PROBLEM STATEMENT = In the avgolemono recipe below, write out the passage starting with "- Freshly ground" and going on through "to a simmer.", changing every instance of "double boiler" to "bain-marie".

(SELECTED EXTRACT)

Ingredients
- 2 eggs, separated
- Salt
- ½ teaspoon cornstarch
- 6 tablespoons lemon juice
- 1 cup hot chicken stock, reserved from chicken soup Molyvos (see recipe)
- Freshly ground white pepper to taste
- Nutritional Information
Nutritional analysis per serving (2 servings)
126 calories; 6 grams fat; 1 gram saturated fat; 0 grams trans fat; 2 grams monounsaturated fat; 1 gram polyunsaturated fat; 8 grams carbohydrates; 0 grams dietary fiber; 3 grams sugars; 9 grams protein; 189 milligrams cholesterol; 243 milligrams sodium
Note: Nutrient information is not available for all ingredients. Amount is based on available data.
about 1 1/2 cups
Preparation
- In a stainless steel bowl, whip the egg yolks with a pinch of salt.
- In a separate stainless steel bowl fitted for a double boiler, whip the egg whites with a pinch of salt until fluffy. Fold the yolks into the whites, blending well.
- Bring a saucepan or the bottom of a double boiler filled with water to a simmer.
- In a small bowl, blend the cornstarch into the lemon juice and whisk into the egg mixture. Put the bowl over the pot of simmering water, whisking constantly. In about 4 minutes, the mixture will lighten in color and the sauce will thicken. Gradually add the reserved cup of hot chicken stock to the egg mixture, whisking constantly. Continue cooking and whisking 2 minutes longer, until the avgolemono thickens. Keep warm if necessary in the double boiler, off the heat. Add to the chicken soup right before serving.

(End SELECTED EXTRACT)
(ENTRIES SHOWN)

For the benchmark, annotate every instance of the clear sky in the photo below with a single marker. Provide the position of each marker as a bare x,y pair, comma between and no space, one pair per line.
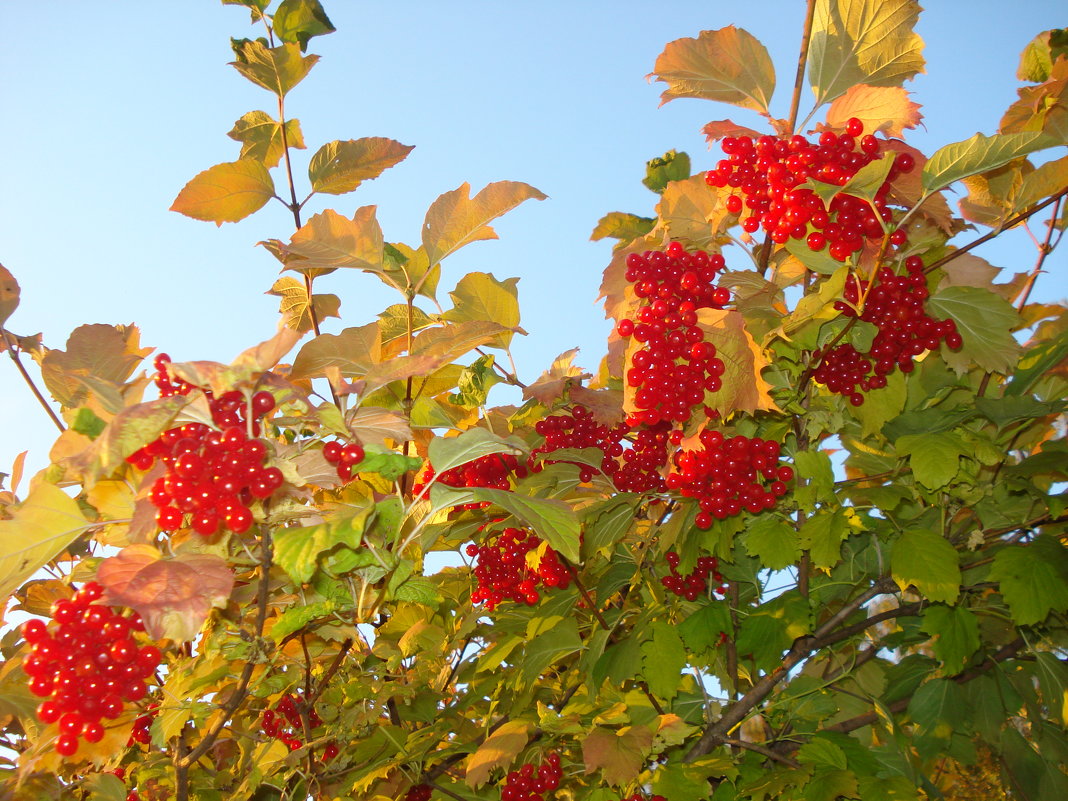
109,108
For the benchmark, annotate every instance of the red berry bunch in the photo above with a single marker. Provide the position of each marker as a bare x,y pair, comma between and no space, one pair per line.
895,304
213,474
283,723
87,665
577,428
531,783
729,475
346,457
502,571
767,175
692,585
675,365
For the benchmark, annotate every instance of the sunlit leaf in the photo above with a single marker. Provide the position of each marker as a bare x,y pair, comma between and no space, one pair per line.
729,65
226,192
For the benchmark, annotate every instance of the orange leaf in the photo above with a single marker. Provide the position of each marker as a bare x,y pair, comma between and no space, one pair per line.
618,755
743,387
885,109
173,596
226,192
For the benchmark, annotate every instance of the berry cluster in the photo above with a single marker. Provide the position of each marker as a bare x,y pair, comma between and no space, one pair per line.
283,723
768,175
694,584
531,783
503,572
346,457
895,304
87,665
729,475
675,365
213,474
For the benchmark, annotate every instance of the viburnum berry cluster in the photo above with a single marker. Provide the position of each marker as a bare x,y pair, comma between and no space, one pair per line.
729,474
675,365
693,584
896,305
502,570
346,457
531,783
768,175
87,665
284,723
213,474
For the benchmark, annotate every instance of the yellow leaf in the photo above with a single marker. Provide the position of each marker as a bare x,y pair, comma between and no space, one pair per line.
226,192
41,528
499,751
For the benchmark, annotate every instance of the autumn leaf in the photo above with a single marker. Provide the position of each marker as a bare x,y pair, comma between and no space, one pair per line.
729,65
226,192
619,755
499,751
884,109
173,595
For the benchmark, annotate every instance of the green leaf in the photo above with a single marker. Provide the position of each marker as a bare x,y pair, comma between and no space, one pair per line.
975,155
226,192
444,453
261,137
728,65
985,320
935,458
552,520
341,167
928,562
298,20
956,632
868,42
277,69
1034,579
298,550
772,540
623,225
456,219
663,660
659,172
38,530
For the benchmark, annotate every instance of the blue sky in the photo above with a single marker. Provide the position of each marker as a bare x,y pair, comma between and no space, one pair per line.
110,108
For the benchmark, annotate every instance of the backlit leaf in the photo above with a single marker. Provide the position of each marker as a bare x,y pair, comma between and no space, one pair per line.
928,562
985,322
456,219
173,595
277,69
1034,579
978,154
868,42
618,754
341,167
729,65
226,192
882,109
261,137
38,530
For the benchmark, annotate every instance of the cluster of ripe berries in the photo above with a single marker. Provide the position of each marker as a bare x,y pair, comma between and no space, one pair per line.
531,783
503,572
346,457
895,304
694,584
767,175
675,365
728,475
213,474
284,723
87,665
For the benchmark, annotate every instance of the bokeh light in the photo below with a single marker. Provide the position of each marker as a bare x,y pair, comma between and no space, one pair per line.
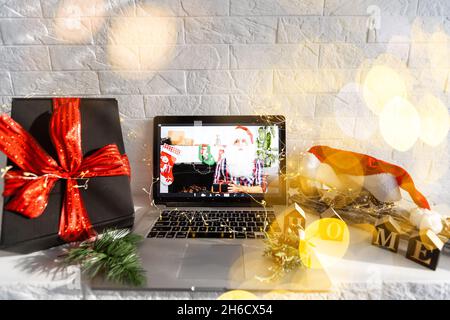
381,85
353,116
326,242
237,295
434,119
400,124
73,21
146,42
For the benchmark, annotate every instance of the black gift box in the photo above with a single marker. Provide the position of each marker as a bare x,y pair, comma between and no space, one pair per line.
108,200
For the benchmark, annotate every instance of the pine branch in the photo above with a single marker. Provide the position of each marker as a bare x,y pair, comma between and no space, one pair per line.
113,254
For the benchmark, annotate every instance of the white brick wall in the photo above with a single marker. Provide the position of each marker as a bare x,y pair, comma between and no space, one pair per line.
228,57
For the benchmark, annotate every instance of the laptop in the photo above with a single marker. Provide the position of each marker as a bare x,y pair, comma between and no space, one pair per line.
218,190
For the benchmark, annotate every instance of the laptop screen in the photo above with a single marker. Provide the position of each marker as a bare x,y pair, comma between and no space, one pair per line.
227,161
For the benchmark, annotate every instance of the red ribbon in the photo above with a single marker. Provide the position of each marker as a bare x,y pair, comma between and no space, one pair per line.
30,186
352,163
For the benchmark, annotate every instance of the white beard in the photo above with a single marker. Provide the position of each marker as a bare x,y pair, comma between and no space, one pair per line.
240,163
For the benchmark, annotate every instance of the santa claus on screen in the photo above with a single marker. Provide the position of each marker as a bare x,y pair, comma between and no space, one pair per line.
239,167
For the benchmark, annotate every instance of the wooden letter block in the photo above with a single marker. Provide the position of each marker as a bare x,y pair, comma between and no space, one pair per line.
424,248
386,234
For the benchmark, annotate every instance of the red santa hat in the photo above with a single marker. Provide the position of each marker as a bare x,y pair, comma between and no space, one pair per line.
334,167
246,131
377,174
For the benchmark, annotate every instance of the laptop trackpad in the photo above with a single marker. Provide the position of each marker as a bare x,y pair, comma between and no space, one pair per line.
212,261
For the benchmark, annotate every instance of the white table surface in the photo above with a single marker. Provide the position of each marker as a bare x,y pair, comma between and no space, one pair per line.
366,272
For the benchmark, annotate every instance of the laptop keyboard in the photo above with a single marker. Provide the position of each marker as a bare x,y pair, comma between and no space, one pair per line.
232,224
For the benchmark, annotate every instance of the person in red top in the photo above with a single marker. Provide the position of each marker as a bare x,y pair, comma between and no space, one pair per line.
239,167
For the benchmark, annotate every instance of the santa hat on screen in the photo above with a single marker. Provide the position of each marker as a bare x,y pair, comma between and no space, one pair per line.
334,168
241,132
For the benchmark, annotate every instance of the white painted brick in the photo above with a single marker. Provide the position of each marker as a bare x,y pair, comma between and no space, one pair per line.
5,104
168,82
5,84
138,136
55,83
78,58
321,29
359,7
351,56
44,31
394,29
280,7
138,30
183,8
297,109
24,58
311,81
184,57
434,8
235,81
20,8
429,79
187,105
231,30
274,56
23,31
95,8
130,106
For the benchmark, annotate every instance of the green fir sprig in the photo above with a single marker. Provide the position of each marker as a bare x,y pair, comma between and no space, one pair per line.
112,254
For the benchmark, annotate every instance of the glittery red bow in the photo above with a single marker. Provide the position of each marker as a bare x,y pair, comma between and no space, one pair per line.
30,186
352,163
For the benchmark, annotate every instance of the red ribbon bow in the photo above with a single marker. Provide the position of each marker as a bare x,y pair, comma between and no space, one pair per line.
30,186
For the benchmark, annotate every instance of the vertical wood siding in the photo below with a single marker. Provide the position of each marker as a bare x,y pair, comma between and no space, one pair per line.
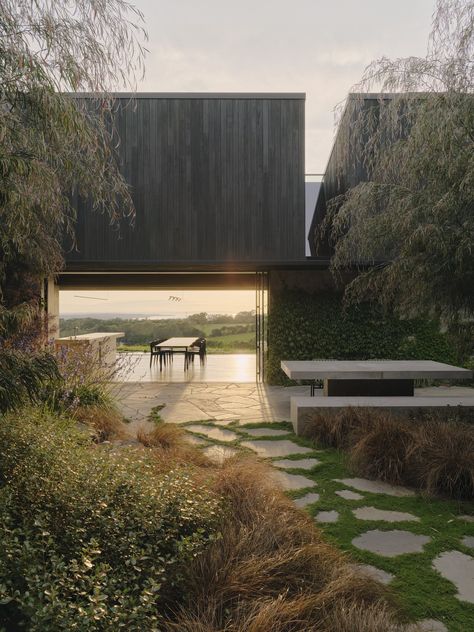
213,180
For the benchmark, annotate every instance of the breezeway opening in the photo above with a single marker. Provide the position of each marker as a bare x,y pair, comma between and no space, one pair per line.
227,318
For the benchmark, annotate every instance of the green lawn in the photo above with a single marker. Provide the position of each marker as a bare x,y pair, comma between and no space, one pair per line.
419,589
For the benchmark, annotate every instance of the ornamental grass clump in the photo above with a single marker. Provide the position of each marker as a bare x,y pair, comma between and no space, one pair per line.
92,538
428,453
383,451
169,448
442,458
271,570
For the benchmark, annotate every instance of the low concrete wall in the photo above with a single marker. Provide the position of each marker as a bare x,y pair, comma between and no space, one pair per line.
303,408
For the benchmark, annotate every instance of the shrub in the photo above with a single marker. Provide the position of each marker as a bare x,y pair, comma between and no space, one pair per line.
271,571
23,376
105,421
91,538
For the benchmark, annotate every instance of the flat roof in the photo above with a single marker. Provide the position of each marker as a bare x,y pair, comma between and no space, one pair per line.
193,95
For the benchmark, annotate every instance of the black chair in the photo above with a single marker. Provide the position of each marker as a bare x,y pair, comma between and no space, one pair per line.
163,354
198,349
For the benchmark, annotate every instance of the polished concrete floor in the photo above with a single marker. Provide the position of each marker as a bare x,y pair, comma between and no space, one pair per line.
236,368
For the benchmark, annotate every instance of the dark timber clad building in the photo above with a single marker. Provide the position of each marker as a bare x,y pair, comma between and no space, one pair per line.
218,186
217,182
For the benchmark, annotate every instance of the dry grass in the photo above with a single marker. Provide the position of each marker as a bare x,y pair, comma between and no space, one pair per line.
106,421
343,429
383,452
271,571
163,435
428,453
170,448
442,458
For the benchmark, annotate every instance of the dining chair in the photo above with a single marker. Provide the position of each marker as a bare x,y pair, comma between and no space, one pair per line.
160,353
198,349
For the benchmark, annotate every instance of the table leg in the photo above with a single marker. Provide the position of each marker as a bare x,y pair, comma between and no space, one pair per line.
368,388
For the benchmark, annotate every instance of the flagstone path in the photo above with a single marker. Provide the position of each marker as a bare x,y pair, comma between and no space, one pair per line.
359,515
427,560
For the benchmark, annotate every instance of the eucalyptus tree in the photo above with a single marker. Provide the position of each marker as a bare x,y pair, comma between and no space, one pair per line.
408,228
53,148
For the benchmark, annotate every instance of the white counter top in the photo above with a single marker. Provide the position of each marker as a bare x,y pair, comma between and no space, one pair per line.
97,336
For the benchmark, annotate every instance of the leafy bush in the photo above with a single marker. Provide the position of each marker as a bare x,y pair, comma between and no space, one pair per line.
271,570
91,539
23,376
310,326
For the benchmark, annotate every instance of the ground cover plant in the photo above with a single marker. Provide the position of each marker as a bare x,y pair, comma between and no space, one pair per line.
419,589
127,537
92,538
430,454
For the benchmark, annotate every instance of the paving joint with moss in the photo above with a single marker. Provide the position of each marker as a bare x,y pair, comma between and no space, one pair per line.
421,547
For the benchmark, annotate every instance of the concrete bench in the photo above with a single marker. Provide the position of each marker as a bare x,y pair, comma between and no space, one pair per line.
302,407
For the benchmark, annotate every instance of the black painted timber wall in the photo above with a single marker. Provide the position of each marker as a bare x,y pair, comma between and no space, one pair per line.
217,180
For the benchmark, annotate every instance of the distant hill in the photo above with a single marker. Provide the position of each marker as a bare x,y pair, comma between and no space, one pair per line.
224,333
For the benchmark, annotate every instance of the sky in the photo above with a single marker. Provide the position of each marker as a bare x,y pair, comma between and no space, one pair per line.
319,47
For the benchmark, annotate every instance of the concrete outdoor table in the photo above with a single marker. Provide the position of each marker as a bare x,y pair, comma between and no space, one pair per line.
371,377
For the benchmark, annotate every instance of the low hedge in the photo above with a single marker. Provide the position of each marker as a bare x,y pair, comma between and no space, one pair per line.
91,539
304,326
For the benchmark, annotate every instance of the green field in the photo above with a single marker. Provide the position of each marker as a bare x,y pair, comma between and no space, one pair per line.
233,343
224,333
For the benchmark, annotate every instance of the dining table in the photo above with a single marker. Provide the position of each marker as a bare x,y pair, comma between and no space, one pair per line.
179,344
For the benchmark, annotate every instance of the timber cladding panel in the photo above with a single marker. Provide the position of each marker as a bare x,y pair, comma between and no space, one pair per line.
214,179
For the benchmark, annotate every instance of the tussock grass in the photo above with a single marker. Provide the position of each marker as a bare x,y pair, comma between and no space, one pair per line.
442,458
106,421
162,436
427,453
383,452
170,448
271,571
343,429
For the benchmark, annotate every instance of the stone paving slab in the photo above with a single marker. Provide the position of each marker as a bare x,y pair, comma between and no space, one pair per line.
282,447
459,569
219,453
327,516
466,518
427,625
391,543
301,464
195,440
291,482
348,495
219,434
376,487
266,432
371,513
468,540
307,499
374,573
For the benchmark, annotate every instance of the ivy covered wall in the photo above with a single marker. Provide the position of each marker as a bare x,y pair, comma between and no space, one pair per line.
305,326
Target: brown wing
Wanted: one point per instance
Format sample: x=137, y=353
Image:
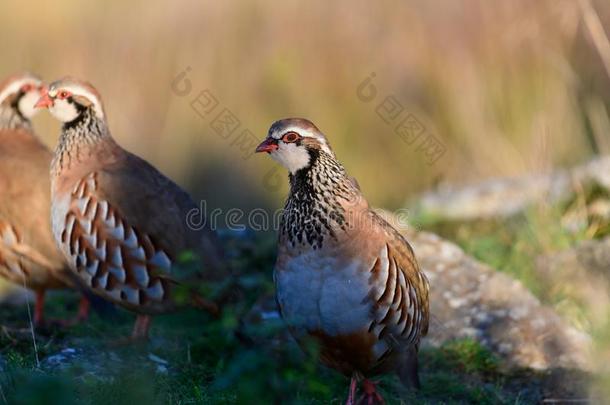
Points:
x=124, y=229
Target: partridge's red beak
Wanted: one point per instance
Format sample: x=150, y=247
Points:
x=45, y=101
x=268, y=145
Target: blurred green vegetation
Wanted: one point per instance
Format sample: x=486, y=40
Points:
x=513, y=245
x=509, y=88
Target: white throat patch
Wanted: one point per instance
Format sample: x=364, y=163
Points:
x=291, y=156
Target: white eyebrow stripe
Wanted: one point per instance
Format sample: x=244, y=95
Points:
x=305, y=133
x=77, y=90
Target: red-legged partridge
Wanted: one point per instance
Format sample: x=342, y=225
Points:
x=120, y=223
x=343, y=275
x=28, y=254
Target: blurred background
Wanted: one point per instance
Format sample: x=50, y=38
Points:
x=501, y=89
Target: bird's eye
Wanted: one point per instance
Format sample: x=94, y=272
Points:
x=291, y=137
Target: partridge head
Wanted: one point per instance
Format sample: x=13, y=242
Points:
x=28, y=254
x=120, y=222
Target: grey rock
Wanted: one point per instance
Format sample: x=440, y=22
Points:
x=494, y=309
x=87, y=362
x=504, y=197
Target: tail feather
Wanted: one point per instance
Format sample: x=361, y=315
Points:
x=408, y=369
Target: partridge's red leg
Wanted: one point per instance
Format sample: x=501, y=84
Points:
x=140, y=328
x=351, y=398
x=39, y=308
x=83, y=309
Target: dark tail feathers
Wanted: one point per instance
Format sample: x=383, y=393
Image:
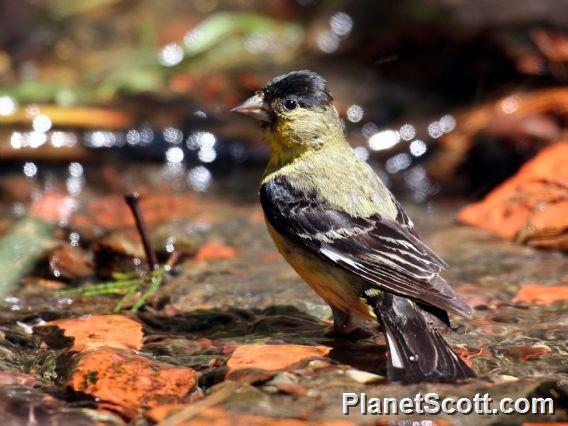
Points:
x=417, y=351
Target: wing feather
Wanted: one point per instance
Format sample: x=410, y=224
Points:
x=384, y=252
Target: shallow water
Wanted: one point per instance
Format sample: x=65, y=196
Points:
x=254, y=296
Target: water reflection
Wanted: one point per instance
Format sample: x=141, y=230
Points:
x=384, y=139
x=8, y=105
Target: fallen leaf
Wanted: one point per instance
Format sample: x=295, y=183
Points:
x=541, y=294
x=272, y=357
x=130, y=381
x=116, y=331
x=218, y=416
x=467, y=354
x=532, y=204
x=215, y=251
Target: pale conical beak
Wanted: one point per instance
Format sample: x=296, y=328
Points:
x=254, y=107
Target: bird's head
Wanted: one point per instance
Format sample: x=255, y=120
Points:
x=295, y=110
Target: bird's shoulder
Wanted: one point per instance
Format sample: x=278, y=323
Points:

(End ENTRIES SHOWN)

WRITTEN SOLUTION =
- Freshly ground white pepper to taste
- Nutritional Information
Nutritional analysis per serving (2 servings)
126 calories; 6 grams fat; 1 gram saturated fat; 0 grams trans fat; 2 grams monounsaturated fat; 1 gram polyunsaturated fat; 8 grams carbohydrates; 0 grams dietary fiber; 3 grams sugars; 9 grams protein; 189 milligrams cholesterol; 243 milligrams sodium
Note: Nutrient information is not available for all ingredients. Amount is based on available data.
about 1 1/2 cups
Preparation
- In a stainless steel bowl, whip the egg yolks with a pinch of salt.
- In a separate stainless steel bowl fitted for a bain-marie, whip the egg whites with a pinch of salt until fluffy. Fold the yolks into the whites, blending well.
- Bring a saucepan or the bottom of a bain-marie filled with water to a simmer.